Exercise materials:
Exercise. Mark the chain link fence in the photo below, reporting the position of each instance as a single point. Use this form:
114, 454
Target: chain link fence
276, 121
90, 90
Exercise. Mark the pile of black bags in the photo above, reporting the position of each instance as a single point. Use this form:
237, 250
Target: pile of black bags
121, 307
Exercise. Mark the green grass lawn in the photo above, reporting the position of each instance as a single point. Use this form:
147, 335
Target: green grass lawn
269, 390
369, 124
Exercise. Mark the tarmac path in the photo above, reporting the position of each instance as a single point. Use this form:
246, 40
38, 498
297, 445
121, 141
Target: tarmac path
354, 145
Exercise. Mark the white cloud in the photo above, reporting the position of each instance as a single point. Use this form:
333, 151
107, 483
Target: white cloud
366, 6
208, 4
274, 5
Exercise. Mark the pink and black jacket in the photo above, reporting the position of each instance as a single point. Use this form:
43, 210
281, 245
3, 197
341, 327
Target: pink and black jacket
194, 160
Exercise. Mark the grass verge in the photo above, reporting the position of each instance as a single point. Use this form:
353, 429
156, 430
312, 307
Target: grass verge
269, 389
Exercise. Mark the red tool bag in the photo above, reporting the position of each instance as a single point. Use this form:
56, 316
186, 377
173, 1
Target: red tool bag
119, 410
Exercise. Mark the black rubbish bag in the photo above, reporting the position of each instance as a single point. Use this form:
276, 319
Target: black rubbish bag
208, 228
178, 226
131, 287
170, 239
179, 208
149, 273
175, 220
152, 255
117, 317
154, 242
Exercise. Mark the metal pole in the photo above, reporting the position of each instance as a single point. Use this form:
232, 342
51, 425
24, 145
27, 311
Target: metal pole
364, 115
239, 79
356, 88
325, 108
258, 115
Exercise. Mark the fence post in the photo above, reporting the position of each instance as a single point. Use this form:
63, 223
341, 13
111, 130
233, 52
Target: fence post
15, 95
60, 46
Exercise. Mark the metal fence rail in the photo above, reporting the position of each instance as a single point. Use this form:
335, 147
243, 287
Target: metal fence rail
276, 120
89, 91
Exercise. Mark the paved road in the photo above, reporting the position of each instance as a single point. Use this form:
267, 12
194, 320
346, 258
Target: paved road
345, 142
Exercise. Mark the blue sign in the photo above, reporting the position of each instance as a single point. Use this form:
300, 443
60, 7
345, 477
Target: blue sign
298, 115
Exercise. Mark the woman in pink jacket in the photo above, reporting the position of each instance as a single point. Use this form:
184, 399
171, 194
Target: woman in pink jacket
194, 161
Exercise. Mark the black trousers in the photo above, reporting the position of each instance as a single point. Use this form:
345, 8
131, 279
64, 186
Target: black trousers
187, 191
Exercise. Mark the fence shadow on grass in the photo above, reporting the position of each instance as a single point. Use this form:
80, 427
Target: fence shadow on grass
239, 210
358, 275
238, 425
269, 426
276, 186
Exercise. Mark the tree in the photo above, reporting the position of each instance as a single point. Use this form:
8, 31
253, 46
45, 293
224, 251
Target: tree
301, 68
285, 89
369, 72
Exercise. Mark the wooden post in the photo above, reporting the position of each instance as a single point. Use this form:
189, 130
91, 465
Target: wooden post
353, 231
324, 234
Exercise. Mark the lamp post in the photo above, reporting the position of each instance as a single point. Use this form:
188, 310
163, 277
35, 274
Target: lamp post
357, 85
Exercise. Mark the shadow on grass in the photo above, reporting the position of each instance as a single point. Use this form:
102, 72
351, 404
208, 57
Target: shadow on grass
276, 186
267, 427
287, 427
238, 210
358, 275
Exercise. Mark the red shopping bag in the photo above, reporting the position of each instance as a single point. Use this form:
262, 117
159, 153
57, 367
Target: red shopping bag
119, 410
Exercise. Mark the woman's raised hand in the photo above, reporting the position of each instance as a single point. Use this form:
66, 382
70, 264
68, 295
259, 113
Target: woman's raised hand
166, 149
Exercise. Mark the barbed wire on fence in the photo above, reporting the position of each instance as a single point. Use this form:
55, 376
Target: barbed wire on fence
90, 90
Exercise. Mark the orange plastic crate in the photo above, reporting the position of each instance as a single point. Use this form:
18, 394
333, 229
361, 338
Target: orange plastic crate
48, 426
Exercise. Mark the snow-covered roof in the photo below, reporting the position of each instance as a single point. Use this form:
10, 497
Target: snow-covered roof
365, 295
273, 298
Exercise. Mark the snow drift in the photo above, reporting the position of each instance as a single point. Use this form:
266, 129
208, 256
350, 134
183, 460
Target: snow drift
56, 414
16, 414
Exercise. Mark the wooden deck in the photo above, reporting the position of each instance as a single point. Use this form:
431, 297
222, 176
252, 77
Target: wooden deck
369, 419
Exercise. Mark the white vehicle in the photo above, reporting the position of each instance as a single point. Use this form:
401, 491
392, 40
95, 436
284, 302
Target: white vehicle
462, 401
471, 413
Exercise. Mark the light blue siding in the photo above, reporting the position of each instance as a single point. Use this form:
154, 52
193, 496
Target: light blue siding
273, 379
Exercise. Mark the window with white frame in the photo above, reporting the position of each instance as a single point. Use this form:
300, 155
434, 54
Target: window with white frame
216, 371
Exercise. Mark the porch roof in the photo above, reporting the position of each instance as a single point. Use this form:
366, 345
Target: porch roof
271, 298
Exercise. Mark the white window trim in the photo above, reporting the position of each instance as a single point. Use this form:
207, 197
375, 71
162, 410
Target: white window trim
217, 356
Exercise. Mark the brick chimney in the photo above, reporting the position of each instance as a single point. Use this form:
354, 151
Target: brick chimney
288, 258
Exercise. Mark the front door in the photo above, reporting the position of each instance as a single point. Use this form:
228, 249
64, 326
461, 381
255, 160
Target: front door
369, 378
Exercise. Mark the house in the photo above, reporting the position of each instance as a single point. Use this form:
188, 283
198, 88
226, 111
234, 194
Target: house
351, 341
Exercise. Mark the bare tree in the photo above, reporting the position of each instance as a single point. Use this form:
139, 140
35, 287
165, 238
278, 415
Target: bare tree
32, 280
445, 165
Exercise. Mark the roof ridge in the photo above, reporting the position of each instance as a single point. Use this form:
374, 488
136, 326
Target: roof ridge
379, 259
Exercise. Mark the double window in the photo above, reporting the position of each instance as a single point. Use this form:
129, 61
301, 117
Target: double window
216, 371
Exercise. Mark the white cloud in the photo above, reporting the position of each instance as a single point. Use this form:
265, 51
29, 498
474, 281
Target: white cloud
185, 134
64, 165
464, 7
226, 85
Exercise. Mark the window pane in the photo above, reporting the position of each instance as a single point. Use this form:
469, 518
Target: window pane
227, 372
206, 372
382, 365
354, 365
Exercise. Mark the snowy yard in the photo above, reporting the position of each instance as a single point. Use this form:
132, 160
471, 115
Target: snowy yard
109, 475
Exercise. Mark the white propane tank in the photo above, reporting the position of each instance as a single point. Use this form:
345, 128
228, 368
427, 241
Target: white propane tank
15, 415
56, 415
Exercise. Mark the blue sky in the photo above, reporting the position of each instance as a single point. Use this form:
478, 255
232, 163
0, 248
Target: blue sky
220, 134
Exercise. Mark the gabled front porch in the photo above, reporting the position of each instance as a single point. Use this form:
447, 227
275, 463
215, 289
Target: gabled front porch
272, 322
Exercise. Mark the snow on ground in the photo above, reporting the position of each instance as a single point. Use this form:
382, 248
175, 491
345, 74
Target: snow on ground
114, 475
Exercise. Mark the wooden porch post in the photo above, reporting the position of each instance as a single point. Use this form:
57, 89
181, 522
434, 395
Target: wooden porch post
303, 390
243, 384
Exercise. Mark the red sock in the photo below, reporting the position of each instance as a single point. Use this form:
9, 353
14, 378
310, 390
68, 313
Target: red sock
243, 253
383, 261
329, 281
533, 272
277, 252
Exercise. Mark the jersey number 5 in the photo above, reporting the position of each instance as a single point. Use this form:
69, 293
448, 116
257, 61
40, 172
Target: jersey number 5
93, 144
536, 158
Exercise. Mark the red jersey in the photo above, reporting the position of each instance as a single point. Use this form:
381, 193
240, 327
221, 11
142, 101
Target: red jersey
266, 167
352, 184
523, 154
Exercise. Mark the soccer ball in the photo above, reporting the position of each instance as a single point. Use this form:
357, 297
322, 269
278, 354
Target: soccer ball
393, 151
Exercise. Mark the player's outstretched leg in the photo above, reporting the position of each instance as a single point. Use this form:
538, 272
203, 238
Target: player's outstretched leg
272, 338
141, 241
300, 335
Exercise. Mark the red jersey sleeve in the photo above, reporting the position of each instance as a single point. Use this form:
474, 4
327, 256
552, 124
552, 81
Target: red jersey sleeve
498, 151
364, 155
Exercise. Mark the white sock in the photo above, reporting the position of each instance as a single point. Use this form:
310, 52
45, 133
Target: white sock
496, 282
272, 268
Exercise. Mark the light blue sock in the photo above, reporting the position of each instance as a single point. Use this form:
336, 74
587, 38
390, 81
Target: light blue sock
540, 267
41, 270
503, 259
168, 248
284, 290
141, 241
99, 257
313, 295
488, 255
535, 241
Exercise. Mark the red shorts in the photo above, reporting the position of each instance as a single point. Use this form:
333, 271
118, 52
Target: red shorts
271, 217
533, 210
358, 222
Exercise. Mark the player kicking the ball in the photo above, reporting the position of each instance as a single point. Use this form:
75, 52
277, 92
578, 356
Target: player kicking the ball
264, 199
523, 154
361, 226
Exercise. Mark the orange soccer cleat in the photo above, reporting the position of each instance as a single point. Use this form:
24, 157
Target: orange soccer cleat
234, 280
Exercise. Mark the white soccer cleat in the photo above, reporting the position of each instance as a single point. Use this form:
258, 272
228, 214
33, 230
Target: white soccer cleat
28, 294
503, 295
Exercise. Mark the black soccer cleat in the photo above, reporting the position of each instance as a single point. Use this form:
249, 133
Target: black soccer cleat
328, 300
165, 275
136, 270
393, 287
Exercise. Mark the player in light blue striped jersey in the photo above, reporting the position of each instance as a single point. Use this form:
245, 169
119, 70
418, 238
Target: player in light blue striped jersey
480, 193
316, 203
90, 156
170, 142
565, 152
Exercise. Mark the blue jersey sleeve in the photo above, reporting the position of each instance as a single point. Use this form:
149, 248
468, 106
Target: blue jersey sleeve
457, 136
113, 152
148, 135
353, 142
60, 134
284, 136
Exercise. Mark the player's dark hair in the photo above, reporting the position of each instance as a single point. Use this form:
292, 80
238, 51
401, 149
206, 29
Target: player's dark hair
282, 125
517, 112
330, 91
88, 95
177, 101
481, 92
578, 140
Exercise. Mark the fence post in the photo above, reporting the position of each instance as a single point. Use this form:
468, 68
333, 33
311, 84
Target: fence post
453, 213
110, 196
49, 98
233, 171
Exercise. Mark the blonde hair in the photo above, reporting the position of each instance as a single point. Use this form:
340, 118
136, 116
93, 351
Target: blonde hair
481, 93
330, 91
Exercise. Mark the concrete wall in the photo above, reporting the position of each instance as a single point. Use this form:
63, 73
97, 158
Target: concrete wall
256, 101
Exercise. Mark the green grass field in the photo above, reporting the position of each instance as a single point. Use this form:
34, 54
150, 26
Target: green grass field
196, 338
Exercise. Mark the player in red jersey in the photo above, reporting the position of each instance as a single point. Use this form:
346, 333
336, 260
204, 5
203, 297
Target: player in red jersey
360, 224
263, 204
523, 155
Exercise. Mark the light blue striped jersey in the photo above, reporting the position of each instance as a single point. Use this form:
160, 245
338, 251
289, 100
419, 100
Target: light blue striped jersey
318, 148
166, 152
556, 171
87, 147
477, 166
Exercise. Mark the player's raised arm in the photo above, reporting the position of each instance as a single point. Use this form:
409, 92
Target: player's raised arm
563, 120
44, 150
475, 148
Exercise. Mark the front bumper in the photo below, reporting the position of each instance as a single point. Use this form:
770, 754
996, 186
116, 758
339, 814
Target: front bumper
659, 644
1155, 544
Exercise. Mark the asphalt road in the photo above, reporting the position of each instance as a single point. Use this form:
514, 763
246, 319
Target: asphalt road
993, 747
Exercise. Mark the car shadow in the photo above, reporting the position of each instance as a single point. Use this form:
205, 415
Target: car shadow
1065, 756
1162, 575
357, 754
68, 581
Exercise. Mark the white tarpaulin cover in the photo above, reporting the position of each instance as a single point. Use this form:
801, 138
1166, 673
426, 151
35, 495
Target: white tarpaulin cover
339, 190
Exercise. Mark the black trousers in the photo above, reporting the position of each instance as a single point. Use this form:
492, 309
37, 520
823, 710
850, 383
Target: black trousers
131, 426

Problem description: Using the material above, reproduce exactly the line that contains "Exercise. Mark the front bumper" and all lines after it through the last one, and only those.

Response for this exercise:
Exercise. Mark the front bumper in the photo below, reporting the position of each instance as a single point. Use this form:
770, 754
996, 186
116, 758
339, 814
Target: front bumper
659, 644
1155, 544
Exercise. Mark the asphalt road in the photo above, reporting the position of each instance as a single point. Use this form:
514, 763
246, 319
Target: asphalt road
993, 747
Exercise. Mark the car shadow in the photo above, reporting the position of each instance as a single point. Use this form:
205, 415
Target: car shadow
1065, 756
1162, 575
357, 754
68, 581
Exercise. Mark the white tarpaulin cover in the photo above, reporting the position of each instance as a single point. Use this form:
801, 138
1166, 673
426, 151
35, 495
Target: white tarpaulin cover
339, 190
Exercise. Mark the black trousers in the photo above, reporting the position of each instance as a single point. Use this form:
492, 309
37, 520
823, 710
850, 383
Target: black trousers
131, 426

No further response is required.